▸ **PASSAGE SHOWN**
* Begin *
Proof by induction: $n! > n^2$ for $n\ge 4$

Question

Proof by induction: $n! > n^2$ for $n\ge 4$

Basis step: if $n=4$

$4\cdot3\cdot2\cdot1 > 4^2$

$24 > 16$

I don't know how to do the inductive step.

Answer 1

The inductive step:

$$(n+1)!=(n+1)n!\ge(n+1)n^2\ge (n+1)^2$$ and to justify the last inequality notice that the quadratic polynomial $x^2-x-1\ge0\;\forall x\ge4$ since its discriminant $\Delta=5$ and the roots are $x_1=\frac12(1-\sqrt5)<0$ and $x_2=\frac12(1+\sqrt5)<4$ so the polynomial is positive for all $x$ greater than $x_2$.

Answer 2

Inductive step:

$$(n+1)! = (n+1)n! > (n+1)n^2 $$

But clearly, $n^2 > n + 1$ for integer $n \ge 2$. You could prove this rigorously by showing that the curve $n^2 - n - 1$ lies strictly above the $x$ axis for $n \ge 2$.

Hence,

$$(n+1)! > (n+1)^2$$

Answer 3

Inductive step

Assume it holds for $k$

$$k!\gt k^2 \implies (k+1)! \gt (k+1)k^2 \gt (k+1)(k+1)=(k+1)^2$$
* End *
▸ **RECORD LIST**
* Begin *
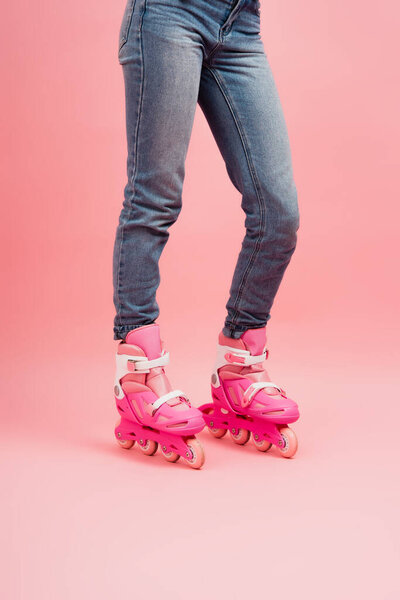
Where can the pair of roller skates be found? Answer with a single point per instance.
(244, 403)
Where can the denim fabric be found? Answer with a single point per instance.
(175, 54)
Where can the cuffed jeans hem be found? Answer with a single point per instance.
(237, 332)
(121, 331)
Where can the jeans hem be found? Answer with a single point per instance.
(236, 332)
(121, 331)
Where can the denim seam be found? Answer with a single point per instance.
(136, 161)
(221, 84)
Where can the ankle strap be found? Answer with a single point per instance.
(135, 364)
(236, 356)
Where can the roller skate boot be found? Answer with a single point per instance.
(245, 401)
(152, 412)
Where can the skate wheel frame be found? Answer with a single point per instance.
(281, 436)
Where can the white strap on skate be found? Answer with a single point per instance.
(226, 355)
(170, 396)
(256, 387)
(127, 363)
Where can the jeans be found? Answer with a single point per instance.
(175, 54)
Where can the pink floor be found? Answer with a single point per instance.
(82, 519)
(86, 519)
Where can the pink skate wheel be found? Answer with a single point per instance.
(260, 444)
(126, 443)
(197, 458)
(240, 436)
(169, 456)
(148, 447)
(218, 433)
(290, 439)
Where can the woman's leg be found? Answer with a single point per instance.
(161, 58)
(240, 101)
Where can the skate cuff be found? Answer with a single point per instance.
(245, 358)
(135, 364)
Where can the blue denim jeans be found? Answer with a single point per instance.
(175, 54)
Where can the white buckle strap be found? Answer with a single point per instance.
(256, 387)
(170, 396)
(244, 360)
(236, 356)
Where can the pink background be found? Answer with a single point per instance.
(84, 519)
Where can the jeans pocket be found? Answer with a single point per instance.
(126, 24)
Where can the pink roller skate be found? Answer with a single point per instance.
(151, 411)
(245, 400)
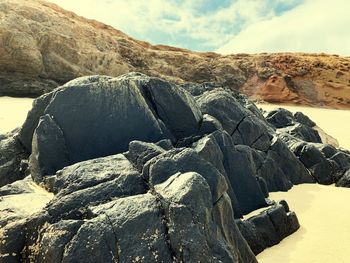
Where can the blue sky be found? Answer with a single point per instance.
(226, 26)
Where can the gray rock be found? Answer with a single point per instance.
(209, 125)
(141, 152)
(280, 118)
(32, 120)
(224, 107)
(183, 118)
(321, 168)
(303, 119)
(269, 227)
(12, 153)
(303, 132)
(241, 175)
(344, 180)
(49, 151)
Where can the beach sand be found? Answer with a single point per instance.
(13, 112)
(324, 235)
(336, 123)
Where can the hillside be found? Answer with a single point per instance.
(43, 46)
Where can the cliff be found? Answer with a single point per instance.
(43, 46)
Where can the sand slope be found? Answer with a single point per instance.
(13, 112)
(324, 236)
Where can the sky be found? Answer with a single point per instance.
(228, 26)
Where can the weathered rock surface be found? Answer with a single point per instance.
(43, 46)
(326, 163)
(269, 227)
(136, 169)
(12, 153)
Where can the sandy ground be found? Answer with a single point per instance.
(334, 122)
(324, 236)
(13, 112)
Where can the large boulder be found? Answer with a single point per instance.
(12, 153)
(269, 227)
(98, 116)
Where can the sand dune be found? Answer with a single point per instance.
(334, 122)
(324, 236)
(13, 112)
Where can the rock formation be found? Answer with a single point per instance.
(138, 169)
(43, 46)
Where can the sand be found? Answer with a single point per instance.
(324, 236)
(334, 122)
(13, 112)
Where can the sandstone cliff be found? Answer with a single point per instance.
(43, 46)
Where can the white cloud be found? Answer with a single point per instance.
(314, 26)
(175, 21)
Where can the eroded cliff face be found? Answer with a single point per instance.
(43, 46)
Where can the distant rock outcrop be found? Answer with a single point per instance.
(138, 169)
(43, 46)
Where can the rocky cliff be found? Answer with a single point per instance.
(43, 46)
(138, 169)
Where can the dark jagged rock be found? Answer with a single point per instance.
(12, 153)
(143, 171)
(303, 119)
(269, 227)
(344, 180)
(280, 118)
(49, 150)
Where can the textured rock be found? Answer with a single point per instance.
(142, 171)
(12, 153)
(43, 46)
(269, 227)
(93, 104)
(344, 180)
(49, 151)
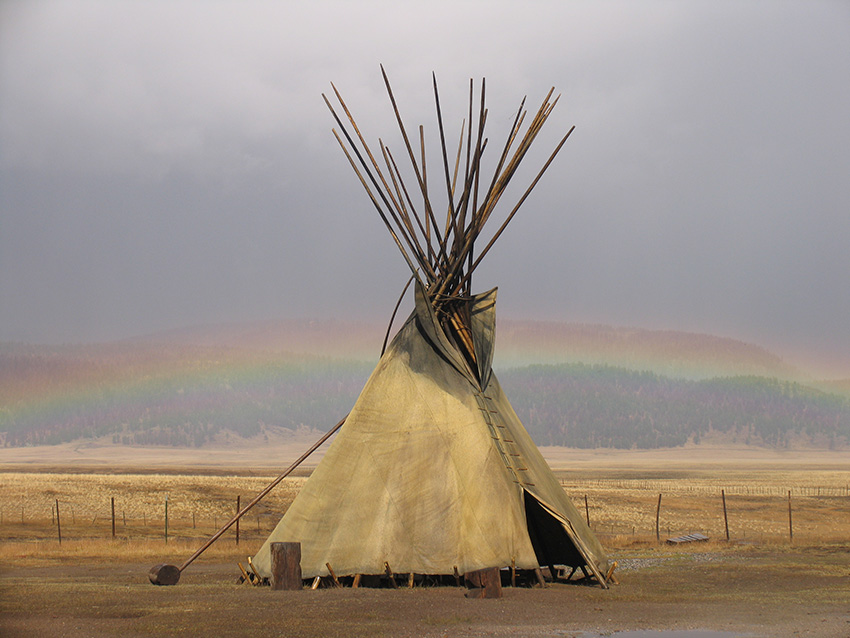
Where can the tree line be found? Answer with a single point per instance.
* End *
▸ **INSTRUCTIONS**
A – For the induction thread, decide whether each statement agrees with the text, answering yes or no and quoting the deciding words: (i) the basis step works out to 24 being greater than 16; (ii) Answer 2 claims $n^2 > n + 1$ only for integers $n \ge 3$; (iii) Answer 1 gives the discriminant of the quadratic as 5.
B – Reproduce the part of the induction thread starting at "I don't know" and ending at "greater than $x_2$.".

▸ **THE REPLIES**
A –
(i) Yes: "$24 > 16$"
(ii) No: "clearly, $n^2 > n + 1$ for integer $n \ge 2$"
(iii) Yes: "its discriminant $\Delta=5$"

B –
I don't know how to do the inductive step.

Answer 1

The inductive step:

$$(n+1)!=(n+1)n!\ge(n+1)n^2\ge (n+1)^2$$ and to justify the last inequality notice that the quadratic polynomial $x^2-x-1\ge0\;\forall x\ge4$ since its discriminant $\Delta=5$ and the roots are $x_1=\frac12(1-\sqrt5)<0$ and $x_2=\frac12(1+\sqrt5)<4$ so the polynomial is positive for all $x$ greater than $x_2$.